To do:
Please reproduce the entries that follow, keeping each word intact.

Items listed in a dataset
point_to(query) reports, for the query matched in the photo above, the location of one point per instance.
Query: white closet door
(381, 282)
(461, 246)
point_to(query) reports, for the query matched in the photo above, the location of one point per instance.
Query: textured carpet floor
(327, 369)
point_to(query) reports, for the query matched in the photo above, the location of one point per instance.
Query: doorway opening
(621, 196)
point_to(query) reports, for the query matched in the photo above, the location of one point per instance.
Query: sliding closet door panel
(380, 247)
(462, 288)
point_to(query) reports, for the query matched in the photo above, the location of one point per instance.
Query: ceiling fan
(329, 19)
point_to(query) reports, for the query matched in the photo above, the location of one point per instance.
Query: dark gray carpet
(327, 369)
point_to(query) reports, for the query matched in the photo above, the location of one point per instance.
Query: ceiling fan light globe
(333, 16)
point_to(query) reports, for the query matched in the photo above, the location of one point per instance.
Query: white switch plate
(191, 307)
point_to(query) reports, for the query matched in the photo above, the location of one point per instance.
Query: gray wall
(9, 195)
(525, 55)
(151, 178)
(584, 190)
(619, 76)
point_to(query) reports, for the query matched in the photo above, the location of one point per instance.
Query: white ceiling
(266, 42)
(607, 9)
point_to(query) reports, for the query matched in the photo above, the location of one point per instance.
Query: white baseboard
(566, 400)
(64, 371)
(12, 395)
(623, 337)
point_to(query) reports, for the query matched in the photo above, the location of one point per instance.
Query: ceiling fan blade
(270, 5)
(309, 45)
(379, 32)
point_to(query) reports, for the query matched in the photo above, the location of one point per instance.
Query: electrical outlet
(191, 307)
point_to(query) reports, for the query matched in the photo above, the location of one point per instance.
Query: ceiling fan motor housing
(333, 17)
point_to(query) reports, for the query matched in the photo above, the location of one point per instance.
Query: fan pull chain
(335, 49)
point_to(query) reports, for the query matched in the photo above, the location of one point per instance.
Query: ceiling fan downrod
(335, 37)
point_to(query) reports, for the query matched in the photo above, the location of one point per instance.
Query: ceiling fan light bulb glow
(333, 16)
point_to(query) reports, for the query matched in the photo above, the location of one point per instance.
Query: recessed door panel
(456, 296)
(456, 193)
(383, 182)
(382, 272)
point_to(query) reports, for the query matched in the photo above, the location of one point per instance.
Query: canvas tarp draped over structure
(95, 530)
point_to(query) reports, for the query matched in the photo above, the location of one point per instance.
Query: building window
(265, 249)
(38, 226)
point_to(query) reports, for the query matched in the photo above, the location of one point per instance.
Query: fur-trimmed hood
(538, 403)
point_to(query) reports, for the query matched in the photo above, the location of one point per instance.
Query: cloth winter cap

Result below:
point_to(query) reports, for the query matched in the photo above, the location of one point per instance.
Query: white closet door
(381, 282)
(461, 246)
point_to(query) reports, for the query matched in the photo above, the location of one point per instance.
Query: textured carpet floor
(327, 369)
point_to(query) reports, for the query matched in the photo above, the location of one point per instance.
Query: doorway opening
(621, 196)
point_to(query) reports, for the query matched in the photo above, the location of one point per instance.
Query: sliding closet door panel
(380, 247)
(462, 288)
point_to(query) reports, for the query matched in the photo above, the location of one point per instance.
Query: ceiling fan
(329, 19)
point_to(query) reports, for the query matched in the photo above, the location of one point per instance.
Query: dark gray carpet
(327, 369)
point_to(query) reports, for the query matched in the photo above, the location of one point per instance.
Query: ceiling fan light globe
(333, 16)
point_to(query) reports, for the query matched in the photo above, the location of one point per instance.
Query: white switch plate
(191, 307)
point_to(query) reports, for the query matched in the photo above, the location of one point per instance.
Query: gray wall
(9, 195)
(525, 55)
(151, 178)
(584, 190)
(619, 76)
point_to(query) reports, for the query matched in the photo above, the location of one point per instance.
Query: white ceiling
(266, 42)
(607, 9)
point_to(query) reports, for the query matched in the photo above, the location of one point per instance.
Query: white baseboard
(566, 400)
(64, 371)
(12, 395)
(623, 337)
point_to(query) reports, for the query matched in the photo above, the location of one point per instance.
Query: ceiling fan blade
(270, 5)
(309, 45)
(379, 32)
point_to(query) reports, for the query matched in the photo above, the location of one point per instance.
Query: electrical outlet
(191, 307)
point_to(query) reports, for the query matched in the photo above, the location of one point per instance.
Query: ceiling fan motor housing
(333, 17)
point_to(query) reports, for the query matched in the photo above, the location of one point per instance.
Query: fan pull chain
(335, 49)
point_to(query) reports, for the query matched in the photo above, the location of one point per instance.
Query: ceiling fan downrod
(335, 37)
point_to(query) reports, for the query matched in the photo above, the location of one point per instance.
Query: ceiling fan light bulb glow
(333, 16)
point_to(query) reports, for the query matched in the photo above, the location of one point per instance.
Query: recessed door panel
(456, 296)
(456, 193)
(383, 182)
(382, 272)
point_to(query) reports, for the query matched in the photo above, the location of one point per instance.
Query: canvas tarp draped over structure
(95, 530)
point_to(query) reports, for the query matched in the photo above, the location of one point per instance.
Query: building window
(265, 249)
(38, 226)
point_to(query) reports, for the query matched in the photo above, the location of one point per instance.
Query: fur-trimmed hood
(538, 403)
point_to(query) reports, for the query matched in the photo above, the location of one point per instance.
Query: cloth winter cap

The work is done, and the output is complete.